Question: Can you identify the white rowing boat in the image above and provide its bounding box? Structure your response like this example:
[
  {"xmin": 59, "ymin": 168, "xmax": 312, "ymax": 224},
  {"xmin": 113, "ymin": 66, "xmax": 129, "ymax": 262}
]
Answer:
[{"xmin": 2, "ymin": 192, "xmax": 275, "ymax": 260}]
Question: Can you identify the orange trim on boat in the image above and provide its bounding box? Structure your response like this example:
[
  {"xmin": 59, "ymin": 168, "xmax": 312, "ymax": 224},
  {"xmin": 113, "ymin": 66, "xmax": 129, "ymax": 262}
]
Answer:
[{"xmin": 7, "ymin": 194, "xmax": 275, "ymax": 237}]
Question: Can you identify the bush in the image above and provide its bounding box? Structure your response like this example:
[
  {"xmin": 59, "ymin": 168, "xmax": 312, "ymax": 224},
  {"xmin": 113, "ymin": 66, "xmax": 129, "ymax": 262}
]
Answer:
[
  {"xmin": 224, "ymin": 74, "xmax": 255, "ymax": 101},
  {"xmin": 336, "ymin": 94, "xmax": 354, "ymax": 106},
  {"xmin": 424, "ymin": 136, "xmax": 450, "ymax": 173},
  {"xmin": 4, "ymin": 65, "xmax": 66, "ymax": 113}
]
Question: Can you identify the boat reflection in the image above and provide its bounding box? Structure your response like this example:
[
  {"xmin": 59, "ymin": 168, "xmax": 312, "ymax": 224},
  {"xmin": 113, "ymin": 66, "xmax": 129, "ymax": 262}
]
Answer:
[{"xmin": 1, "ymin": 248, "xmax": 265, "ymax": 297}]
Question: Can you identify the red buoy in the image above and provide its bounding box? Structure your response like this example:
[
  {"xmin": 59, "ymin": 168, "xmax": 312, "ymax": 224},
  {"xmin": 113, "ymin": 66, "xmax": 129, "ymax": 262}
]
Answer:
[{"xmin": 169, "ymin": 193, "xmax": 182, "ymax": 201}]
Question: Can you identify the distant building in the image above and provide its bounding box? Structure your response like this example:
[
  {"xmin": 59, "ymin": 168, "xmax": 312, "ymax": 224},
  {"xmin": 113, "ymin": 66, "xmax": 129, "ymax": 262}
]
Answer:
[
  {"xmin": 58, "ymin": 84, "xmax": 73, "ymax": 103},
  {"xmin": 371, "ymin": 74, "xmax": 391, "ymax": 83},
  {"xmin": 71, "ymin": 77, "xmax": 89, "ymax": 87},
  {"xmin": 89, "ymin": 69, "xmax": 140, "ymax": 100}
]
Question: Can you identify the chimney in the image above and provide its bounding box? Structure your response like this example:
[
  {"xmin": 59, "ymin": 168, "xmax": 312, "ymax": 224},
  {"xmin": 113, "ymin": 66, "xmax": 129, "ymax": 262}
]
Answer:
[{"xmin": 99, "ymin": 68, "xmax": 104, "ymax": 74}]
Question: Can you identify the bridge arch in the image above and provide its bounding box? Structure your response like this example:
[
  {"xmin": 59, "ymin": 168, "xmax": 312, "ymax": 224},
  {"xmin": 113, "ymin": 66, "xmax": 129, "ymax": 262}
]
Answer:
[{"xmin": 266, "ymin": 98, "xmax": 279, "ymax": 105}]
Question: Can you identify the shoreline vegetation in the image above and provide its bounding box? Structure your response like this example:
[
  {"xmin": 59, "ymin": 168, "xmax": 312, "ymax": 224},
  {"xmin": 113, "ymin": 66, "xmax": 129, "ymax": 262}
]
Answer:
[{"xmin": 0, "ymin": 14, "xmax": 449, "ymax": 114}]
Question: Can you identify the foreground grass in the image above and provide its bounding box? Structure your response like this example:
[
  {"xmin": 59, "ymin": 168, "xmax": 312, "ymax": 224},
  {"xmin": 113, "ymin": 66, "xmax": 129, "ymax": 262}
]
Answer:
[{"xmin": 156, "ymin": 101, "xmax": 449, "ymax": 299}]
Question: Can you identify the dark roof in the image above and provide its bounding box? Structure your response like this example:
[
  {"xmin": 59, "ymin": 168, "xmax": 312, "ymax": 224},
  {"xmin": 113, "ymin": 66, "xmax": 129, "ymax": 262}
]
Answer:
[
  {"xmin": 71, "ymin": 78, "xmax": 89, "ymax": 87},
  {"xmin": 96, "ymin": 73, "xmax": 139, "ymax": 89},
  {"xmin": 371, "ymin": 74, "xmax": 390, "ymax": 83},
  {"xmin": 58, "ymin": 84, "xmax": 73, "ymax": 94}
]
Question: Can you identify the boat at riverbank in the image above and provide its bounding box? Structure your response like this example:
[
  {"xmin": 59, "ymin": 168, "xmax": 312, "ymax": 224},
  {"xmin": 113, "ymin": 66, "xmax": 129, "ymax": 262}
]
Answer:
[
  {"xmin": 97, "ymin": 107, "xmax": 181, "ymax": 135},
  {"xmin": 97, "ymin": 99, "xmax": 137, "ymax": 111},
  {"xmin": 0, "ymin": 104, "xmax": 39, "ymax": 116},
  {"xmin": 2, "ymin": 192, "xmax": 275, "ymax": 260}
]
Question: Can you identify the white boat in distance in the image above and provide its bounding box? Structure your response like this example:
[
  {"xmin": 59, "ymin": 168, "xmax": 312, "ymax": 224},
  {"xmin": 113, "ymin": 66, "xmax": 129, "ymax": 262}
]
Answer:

★ ★ ★ ★

In the data above, which lines include "white"? Return those lines.

SOLUTION FOR THIS PROBLEM —
Question: Can you identify the white rowing boat in the image above and provide its bounding box? Structure your response like this example:
Question: Can you identify the white boat in distance in the image above and provide its bounding box? Structure your response like this example:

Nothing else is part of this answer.